_Source passage_.
* * * * * * *
In addition to acting on traditionally recognized receptors or transporters on the plasma membrane, several drugs of abuse, including amphetamine, methamphetamine, nicotine, opioid, cocaine, ketamine, and cannabinoid, have been shown to exert their effects by acting on additional molecular targets either on the plasma membrane or inside a cell. These targets are usually nascent receptors or proteins that can cause downstream signaling or molecular events, leading to altered physiological outcomes favoring addictive processes. However, those “non-canonical” targets of drugs of abuse, in general, have not been widely recognized in drug abuse research. This perspective diverts attention to those underrecognized targets, in the hope of promoting a more complete understanding of the action of drugs of abuse.
The canonical targets of the action of drugs of abuse are thought to be receptors or transporters on the plasma membrane that, in turn, trigger the downstream signaling to yield physiological responses. While this mode of action of drugs of abuse has been widely recognized and has seemingly dominated the whole field of research, the notion of other non-canonical targets, if any, that mediate the effect of drugs of abuse has not been well recognized. This perspective summarizes certain drugs of abuse that have been shown to mediate their effects through non-canonical targets. The action of cocaine at the sigma-1 receptor (Sig-1R) is given here as an example.
The first example of such a non-canonical target of the action of a drug of abuse came from a study on amphetamine. Sulzer and Rayport (1990) found that in cultured midbrain, dopaminergic neurons amphetamine alkalinizes the intracellular pH gradient that is essential for dopamine uptake into synaptic vesicles. They used isolated adrenal chromaffin granules, which resemble synaptic vesicles, and showed that amphetamine inhibits the acidic gradient in isolated monoaminergic vesicles. A later study supported this result by demonstrating that in dopamine transporter (DAT)-knockout animals the vesicular dopamine-depleting action of amphetamine is preserved (Jones et al., 1998), again suggesting a DAT-independent intracellular action of amphetamine. The second example is methamphetamine. In Asanuma et al. (2000), reported that methamphetamine may exist intracellularly and affect directly the binding of transcription factors AP and cAMP response element-binding protein (CREB) to DNA. Methamphetamine may thus affect the transcriptional regulation of certain genes by working directly in the nucleus (Asanuma et al., 2000). In addition, a recent study on the effect of methamphetamine on the DAT (Sambo et al., 2017) may be interpreted as methamphetamine acting from inside of a neuron on an unknown target to affect the conformation of the DAT.
The third abused drug working in this manner is nicotine. Sallette et al. (2005) reported that the site of action of nicotine in causing an overall upregulation of subunits of nicotinic acetylcholine receptor is inside the cell.
* * * * * * *
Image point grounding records
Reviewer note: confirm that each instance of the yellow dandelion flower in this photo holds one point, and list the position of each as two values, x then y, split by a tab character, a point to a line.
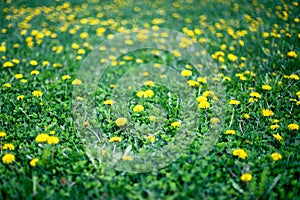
276	156
277	136
292	54
76	82
108	102
18	76
293	127
193	83
274	126
2	134
202	79
140	94
266	87
138	108
246	116
255	94
127	158
37	93
9	146
66	77
230	132
33	162
115	139
204	104
79	98
52	140
43	137
294	76
33	63
8	158
208	93
7	85
267	112
151	137
232	57
121	121
241	153
175	124
234	102
201	99
34	72
152	118
246	177
148	93
149	83
186	73
214	120
8	64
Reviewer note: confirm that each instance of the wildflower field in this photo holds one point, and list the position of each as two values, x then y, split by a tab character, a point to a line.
155	123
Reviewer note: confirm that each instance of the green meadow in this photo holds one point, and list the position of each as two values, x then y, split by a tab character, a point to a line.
226	128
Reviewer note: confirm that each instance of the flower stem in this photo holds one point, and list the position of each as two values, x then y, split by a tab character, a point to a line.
232	116
52	152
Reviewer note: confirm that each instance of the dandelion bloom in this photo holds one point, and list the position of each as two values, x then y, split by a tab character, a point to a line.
208	93
203	104
175	124
2	134
76	82
246	116
266	87
230	132
193	83
115	139
201	99
9	146
127	158
234	102
148	93
241	153
186	73
20	97
33	63
202	79
151	137
138	108
43	137
37	93
8	64
255	94
33	162
52	140
214	120
293	127
149	83
246	177
292	54
276	156
152	118
8	158
140	94
108	102
34	72
18	76
267	113
7	85
121	121
232	57
66	77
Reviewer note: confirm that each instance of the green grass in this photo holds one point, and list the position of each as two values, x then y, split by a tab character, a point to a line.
65	171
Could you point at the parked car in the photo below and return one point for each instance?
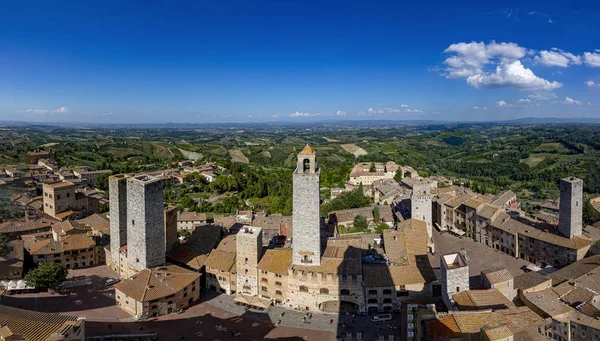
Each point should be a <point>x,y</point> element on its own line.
<point>381,318</point>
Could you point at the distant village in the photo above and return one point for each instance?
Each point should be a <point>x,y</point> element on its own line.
<point>164,258</point>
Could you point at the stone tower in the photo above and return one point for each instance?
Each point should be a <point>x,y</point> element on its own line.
<point>145,222</point>
<point>248,252</point>
<point>306,220</point>
<point>117,194</point>
<point>454,276</point>
<point>420,204</point>
<point>570,219</point>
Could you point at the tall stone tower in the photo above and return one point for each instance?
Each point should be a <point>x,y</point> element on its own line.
<point>454,277</point>
<point>117,195</point>
<point>248,252</point>
<point>145,222</point>
<point>570,220</point>
<point>306,235</point>
<point>420,204</point>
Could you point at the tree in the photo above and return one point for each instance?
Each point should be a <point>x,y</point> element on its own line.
<point>360,223</point>
<point>372,169</point>
<point>4,247</point>
<point>101,182</point>
<point>47,275</point>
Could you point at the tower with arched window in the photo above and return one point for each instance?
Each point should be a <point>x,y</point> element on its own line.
<point>306,235</point>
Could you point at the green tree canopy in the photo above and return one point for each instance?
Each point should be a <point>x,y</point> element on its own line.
<point>101,182</point>
<point>360,223</point>
<point>47,275</point>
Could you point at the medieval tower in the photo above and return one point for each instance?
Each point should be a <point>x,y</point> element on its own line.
<point>306,220</point>
<point>454,277</point>
<point>248,252</point>
<point>145,222</point>
<point>420,204</point>
<point>570,220</point>
<point>117,193</point>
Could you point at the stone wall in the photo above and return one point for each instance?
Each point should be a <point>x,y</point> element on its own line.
<point>145,222</point>
<point>306,241</point>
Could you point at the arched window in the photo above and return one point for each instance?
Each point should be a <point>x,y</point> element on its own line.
<point>306,165</point>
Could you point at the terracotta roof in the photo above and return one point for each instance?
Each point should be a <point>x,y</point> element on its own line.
<point>488,211</point>
<point>98,222</point>
<point>498,276</point>
<point>336,260</point>
<point>529,280</point>
<point>548,302</point>
<point>191,216</point>
<point>481,300</point>
<point>60,184</point>
<point>408,241</point>
<point>497,333</point>
<point>155,283</point>
<point>576,270</point>
<point>32,325</point>
<point>67,243</point>
<point>23,226</point>
<point>220,260</point>
<point>277,261</point>
<point>307,151</point>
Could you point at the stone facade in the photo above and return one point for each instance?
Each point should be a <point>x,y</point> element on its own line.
<point>170,218</point>
<point>570,223</point>
<point>454,277</point>
<point>421,207</point>
<point>117,193</point>
<point>145,222</point>
<point>249,247</point>
<point>306,241</point>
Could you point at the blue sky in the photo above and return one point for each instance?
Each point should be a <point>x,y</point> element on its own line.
<point>297,61</point>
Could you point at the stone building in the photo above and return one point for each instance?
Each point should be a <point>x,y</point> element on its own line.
<point>248,253</point>
<point>158,291</point>
<point>117,193</point>
<point>220,266</point>
<point>454,277</point>
<point>62,201</point>
<point>273,274</point>
<point>570,222</point>
<point>145,222</point>
<point>27,325</point>
<point>72,251</point>
<point>170,226</point>
<point>306,234</point>
<point>421,206</point>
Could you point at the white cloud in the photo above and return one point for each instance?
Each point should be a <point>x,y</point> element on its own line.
<point>569,100</point>
<point>592,58</point>
<point>502,104</point>
<point>542,96</point>
<point>61,110</point>
<point>512,74</point>
<point>558,58</point>
<point>471,60</point>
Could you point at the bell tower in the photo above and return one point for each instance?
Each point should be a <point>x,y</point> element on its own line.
<point>306,233</point>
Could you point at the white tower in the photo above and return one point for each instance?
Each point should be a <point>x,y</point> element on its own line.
<point>306,235</point>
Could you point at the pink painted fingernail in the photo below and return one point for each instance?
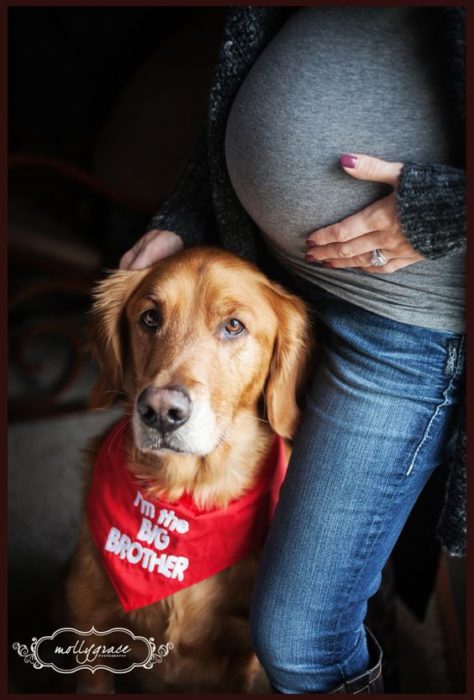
* * * * * * *
_Exercise set_.
**a)** Rewrite the passage on non-canonical drug targets from "The canonical targets" to "as an example.", replacing "perspective" with "review".
**b)** Summarize the passage on non-canonical targets of drugs of abuse in two sentences.

_Your written answers_.
**a)**
The canonical targets of the action of drugs of abuse are thought to be receptors or transporters on the plasma membrane that, in turn, trigger the downstream signaling to yield physiological responses. While this mode of action of drugs of abuse has been widely recognized and has seemingly dominated the whole field of research, the notion of other non-canonical targets, if any, that mediate the effect of drugs of abuse has not been well recognized. This review summarizes certain drugs of abuse that have been shown to mediate their effects through non-canonical targets. The action of cocaine at the sigma-1 receptor (Sig-1R) is given here as an example.

**b)** Several drugs of abuse, including amphetamine, methamphetamine, nicotine, opioid, cocaine, ketamine, and cannabinoid, have been shown to act on non-canonical targets on the plasma membrane or inside a cell, and these targets have not been widely recognized in drug abuse research. Examples include amphetamine alkalinizing the intracellular pH gradient essential for dopamine uptake into synaptic vesicles, methamphetamine directly affecting the binding of transcription factors to DNA, and nicotine upregulating nicotinic acetylcholine receptor subunits through a site of action inside the cell.